(Records of labeled points)
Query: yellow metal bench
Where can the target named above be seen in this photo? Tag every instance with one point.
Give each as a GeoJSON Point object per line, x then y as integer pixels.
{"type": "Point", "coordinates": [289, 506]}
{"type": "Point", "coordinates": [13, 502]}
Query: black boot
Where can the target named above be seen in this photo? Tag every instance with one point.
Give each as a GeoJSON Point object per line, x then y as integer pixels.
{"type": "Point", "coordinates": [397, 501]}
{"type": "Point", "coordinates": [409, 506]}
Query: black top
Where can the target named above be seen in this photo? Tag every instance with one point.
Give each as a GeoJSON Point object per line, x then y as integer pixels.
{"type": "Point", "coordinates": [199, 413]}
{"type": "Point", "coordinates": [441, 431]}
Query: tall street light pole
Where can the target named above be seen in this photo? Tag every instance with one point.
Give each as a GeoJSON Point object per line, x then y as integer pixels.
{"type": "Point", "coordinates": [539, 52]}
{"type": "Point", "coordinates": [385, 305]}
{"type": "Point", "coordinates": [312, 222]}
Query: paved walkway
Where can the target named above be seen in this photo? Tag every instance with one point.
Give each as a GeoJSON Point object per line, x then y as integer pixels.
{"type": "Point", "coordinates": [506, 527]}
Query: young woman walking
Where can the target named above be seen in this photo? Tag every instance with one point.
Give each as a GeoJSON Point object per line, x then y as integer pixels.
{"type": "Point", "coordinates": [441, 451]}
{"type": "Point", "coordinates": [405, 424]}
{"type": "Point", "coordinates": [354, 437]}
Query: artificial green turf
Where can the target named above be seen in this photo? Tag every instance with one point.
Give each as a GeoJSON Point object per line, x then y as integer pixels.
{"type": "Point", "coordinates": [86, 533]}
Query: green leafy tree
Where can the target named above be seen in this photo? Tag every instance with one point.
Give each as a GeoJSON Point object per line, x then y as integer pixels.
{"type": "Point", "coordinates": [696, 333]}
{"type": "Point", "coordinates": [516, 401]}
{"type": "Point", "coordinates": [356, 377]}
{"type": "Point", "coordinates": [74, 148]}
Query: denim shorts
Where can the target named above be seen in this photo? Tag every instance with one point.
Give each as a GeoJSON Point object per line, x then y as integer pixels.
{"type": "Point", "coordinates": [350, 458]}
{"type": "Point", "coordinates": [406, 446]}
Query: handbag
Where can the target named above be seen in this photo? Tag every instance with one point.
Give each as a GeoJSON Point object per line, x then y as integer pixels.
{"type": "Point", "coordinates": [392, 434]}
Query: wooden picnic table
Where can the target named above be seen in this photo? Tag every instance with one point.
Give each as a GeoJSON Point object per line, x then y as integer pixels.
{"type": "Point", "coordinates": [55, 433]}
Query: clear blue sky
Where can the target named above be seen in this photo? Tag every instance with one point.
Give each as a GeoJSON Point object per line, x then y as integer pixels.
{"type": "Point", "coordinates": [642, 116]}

__Task to complete__: Reproduce every item above line by line, with no changes to any wording or number.

__Worked answer__:
Query: yellow metal bench
Where can the target named above be seen in this photo? Tag every instance with one point.
Give each as a GeoJSON Point object per line, x then y as integer pixels.
{"type": "Point", "coordinates": [289, 506]}
{"type": "Point", "coordinates": [13, 502]}
Query: black boot
Where can the target named above be seen in this photo? Tag every instance with one point.
Give each as a GeoJSON Point object per line, x then y as integer pixels.
{"type": "Point", "coordinates": [397, 501]}
{"type": "Point", "coordinates": [409, 506]}
Query: black top
Where can the target named above be seen in this photo? Tag every instance with one point.
Give each as a GeoJSON Point object per line, x then y as integer pixels.
{"type": "Point", "coordinates": [199, 413]}
{"type": "Point", "coordinates": [441, 431]}
Query: tall street light pole
Where can the target named above be seen in this photo? Tag every instance with one point.
Give each as a GeoJSON Point object per line, x then y as integer pixels.
{"type": "Point", "coordinates": [539, 52]}
{"type": "Point", "coordinates": [385, 305]}
{"type": "Point", "coordinates": [312, 222]}
Query: paved walkway
Where can the target named above be seen in this photo? Tag every instance with one point.
Give each as a GeoJSON Point object per line, x then y as integer pixels.
{"type": "Point", "coordinates": [506, 527]}
Query: young woman walking
Where can the target named above be seen in this photo? Tag every instance with one point.
Give each as a GeoJSON Point object per line, x then y as integer pixels.
{"type": "Point", "coordinates": [441, 451]}
{"type": "Point", "coordinates": [405, 424]}
{"type": "Point", "coordinates": [354, 437]}
Query: artificial green turf
Where can the target named above be seen in this photo? Tag every instance with one point.
Give each as a GeoJSON Point object per line, x then y as integer pixels.
{"type": "Point", "coordinates": [86, 533]}
Query: green leafy tree
Where can the target named above be seen in this photo? Tag every instance with one point.
Give each as a GeoJSON Point object per line, x then y as integer pixels.
{"type": "Point", "coordinates": [696, 333]}
{"type": "Point", "coordinates": [516, 401]}
{"type": "Point", "coordinates": [356, 377]}
{"type": "Point", "coordinates": [74, 148]}
Query: denim shorts
Where can the target named above be seen in this photo? Tag every instance with one point.
Give each as a GeoJSON Point object per line, x then y as integer pixels.
{"type": "Point", "coordinates": [350, 458]}
{"type": "Point", "coordinates": [406, 446]}
Query: handbag
Where can the target named above be seen in this photo? Tag every instance with one point.
Give each as a GeoJSON Point object per line, x then y as integer pixels.
{"type": "Point", "coordinates": [392, 434]}
Query: wooden picnic table
Where can the target named above be seen in this photo? Tag every instance with one point.
Give each as a GeoJSON Point object per line, x then y as integer pixels.
{"type": "Point", "coordinates": [55, 433]}
Query: clear blue sky
Where can the target named above be seen in this photo? Tag every instance with one point.
Give each as a GeoJSON Point object per line, x then y as integer pixels.
{"type": "Point", "coordinates": [642, 116]}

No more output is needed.